(Excerpts of location labeling data)

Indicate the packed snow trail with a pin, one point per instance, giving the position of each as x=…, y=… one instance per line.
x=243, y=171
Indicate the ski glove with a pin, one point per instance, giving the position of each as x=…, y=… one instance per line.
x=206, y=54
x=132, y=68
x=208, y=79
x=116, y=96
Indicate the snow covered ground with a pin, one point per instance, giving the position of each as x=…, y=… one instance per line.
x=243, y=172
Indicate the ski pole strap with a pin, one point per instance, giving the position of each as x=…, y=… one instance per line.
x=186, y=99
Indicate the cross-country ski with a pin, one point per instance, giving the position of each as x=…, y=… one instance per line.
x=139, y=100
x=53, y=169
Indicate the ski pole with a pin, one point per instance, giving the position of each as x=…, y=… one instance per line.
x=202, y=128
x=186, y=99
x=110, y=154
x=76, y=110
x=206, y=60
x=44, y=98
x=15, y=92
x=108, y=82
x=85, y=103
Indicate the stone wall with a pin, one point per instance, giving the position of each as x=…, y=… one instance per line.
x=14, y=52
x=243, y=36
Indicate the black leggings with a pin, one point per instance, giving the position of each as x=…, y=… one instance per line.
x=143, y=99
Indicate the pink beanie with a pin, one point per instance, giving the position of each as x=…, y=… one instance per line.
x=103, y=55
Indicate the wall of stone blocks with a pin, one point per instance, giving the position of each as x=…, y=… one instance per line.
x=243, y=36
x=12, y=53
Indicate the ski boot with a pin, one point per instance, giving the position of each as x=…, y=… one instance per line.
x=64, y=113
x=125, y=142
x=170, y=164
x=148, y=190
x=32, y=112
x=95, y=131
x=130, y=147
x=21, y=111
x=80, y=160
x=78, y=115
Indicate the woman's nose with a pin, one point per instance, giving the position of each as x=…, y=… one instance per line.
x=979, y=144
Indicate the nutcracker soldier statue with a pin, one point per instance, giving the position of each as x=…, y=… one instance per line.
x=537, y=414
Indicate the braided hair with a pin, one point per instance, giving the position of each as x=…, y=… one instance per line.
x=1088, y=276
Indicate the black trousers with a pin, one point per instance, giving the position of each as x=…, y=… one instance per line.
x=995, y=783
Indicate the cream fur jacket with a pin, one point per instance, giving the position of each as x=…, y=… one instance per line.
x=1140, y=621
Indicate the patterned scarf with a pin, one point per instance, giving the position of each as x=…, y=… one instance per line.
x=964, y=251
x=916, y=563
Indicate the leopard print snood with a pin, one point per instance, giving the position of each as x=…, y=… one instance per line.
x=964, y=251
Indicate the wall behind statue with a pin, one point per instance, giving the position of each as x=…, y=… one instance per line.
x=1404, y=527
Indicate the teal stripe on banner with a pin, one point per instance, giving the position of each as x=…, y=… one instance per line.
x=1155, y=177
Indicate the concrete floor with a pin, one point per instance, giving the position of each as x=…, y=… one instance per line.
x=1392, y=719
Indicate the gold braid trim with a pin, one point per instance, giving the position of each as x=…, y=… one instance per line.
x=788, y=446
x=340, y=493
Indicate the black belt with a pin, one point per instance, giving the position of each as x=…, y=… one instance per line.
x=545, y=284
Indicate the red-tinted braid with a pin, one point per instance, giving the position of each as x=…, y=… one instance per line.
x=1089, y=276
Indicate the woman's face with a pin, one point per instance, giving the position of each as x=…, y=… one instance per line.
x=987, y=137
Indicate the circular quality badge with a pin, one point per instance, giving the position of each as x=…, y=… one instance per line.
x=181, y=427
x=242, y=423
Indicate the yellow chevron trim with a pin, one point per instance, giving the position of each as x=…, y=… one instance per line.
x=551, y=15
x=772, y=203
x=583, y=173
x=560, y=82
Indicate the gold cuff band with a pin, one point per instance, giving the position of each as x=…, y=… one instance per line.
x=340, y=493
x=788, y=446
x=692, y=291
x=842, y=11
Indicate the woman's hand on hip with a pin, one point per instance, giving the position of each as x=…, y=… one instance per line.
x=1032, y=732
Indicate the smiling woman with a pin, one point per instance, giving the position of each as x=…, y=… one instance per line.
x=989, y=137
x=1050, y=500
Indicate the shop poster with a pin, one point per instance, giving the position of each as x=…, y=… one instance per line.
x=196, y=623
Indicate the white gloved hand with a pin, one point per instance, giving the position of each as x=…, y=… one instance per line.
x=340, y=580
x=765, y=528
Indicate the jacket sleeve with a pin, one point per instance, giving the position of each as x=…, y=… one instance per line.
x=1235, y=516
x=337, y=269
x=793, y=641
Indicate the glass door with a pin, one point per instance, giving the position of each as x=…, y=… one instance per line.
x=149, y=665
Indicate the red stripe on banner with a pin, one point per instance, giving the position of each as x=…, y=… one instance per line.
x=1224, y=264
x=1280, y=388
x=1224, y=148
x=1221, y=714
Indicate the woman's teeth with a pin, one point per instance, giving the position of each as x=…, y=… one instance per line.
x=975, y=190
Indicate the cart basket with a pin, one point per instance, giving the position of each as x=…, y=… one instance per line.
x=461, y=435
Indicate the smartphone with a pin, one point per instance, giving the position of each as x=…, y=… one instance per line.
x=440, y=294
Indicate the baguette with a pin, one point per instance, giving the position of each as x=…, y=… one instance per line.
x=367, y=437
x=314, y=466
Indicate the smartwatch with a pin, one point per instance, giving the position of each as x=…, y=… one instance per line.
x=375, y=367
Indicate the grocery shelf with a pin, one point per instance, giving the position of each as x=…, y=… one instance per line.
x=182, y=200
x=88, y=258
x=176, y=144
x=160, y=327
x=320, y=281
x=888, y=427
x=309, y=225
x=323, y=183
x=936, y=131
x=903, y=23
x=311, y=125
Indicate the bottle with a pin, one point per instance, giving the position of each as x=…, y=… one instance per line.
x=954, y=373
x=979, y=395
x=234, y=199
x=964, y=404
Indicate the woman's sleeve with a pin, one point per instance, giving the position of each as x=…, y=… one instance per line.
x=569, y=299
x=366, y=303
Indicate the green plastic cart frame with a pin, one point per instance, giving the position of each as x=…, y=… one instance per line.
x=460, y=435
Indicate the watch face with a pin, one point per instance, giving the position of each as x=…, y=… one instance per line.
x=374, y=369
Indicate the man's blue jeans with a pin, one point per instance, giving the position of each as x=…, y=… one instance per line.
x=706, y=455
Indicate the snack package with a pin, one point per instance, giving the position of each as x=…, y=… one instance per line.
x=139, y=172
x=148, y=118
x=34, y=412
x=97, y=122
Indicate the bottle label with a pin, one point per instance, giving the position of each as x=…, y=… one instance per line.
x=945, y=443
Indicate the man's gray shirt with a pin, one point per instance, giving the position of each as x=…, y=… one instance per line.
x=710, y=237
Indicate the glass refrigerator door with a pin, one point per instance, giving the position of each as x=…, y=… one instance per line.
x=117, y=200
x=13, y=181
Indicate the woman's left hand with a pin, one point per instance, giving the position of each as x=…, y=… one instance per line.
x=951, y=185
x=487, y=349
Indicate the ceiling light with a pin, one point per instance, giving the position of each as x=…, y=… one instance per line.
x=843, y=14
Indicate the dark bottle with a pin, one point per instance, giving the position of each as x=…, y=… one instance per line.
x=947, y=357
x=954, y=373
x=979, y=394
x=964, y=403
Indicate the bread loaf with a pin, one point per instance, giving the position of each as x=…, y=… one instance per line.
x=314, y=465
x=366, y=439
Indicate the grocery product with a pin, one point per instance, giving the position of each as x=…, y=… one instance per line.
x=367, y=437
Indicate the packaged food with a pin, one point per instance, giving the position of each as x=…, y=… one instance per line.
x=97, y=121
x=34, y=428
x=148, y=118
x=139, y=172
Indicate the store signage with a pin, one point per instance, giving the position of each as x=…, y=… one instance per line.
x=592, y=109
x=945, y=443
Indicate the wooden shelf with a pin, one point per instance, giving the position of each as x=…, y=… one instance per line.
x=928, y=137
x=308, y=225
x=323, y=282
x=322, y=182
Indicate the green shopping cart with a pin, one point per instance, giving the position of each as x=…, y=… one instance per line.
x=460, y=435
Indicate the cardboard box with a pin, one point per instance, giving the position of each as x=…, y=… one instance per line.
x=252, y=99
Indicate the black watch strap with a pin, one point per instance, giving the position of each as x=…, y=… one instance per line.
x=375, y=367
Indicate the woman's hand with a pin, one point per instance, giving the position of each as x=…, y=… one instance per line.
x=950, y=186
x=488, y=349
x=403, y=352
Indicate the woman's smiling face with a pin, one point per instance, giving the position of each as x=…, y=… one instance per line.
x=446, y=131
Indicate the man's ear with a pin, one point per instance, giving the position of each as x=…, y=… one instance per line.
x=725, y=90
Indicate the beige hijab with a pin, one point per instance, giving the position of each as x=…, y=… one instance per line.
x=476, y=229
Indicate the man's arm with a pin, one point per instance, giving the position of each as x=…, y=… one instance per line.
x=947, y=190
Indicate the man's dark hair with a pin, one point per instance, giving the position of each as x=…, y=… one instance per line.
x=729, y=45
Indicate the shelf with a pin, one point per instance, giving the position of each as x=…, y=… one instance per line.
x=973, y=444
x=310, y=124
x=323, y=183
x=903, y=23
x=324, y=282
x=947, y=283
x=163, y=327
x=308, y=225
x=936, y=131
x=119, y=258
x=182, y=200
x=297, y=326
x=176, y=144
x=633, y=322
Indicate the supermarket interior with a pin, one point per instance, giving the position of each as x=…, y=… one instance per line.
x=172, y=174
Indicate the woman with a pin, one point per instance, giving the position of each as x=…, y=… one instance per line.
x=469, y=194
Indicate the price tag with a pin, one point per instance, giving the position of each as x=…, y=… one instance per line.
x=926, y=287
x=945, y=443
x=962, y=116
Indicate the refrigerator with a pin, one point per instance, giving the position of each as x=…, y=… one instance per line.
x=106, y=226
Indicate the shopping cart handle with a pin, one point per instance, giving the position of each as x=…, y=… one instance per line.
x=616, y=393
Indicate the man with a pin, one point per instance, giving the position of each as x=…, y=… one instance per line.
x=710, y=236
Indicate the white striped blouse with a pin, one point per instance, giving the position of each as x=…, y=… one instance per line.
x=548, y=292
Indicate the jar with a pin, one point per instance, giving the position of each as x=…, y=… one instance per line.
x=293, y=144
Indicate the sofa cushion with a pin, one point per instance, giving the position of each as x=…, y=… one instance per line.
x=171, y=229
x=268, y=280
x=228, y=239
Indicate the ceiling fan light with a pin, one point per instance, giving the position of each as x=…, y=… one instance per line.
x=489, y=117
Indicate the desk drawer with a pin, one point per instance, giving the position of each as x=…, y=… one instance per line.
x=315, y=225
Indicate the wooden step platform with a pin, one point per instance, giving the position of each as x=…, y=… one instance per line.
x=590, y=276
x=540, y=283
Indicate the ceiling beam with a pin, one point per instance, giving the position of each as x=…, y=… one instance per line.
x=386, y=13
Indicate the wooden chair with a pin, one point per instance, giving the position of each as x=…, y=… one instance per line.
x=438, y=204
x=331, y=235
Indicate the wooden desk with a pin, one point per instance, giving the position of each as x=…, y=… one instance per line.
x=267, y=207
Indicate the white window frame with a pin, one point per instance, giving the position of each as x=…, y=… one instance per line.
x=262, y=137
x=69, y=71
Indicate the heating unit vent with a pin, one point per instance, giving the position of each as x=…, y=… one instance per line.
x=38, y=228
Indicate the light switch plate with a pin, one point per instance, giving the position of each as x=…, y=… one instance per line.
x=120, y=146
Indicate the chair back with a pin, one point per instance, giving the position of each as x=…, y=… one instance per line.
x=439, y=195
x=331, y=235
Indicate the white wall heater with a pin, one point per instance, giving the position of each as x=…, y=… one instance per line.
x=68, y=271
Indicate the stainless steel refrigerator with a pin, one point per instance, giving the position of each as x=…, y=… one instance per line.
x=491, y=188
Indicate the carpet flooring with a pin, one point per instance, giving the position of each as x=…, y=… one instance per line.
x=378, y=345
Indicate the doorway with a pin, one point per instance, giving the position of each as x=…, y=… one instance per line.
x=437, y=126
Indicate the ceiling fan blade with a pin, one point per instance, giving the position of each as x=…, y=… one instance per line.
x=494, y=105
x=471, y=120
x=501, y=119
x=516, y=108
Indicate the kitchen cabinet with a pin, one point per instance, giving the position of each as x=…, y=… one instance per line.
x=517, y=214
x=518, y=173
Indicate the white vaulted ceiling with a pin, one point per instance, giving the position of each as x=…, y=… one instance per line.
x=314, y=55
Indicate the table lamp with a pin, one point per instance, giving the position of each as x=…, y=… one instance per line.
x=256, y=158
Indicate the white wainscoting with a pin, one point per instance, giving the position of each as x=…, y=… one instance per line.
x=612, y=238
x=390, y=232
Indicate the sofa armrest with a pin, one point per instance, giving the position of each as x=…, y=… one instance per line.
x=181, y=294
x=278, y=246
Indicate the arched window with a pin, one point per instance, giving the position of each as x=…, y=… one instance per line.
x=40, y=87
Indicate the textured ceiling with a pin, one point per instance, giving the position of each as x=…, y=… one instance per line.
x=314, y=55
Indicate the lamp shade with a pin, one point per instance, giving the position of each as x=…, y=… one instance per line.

» **What the exercise asks**
Rewrite the records from the line with "Indicate the supermarket" up to and including the line with "x=106, y=226", changing "price tag" to "shelf label" and leaving everything else the same.

» **Result**
Indicate the supermarket interior with a pin, one point per instance, giving the position of each as x=…, y=… one instance per line.
x=172, y=174
Indicate the woman with a pin, one point per instance, giving the position of each as x=…, y=… one instance per line.
x=469, y=194
Indicate the shelf label with a pin, one point per instance, giving the position of each as x=…, y=… one instance per line.
x=926, y=287
x=945, y=443
x=962, y=116
Indicate the refrigerator with a pin, one point per instance, giving the position of each as x=…, y=… one instance per line.
x=106, y=226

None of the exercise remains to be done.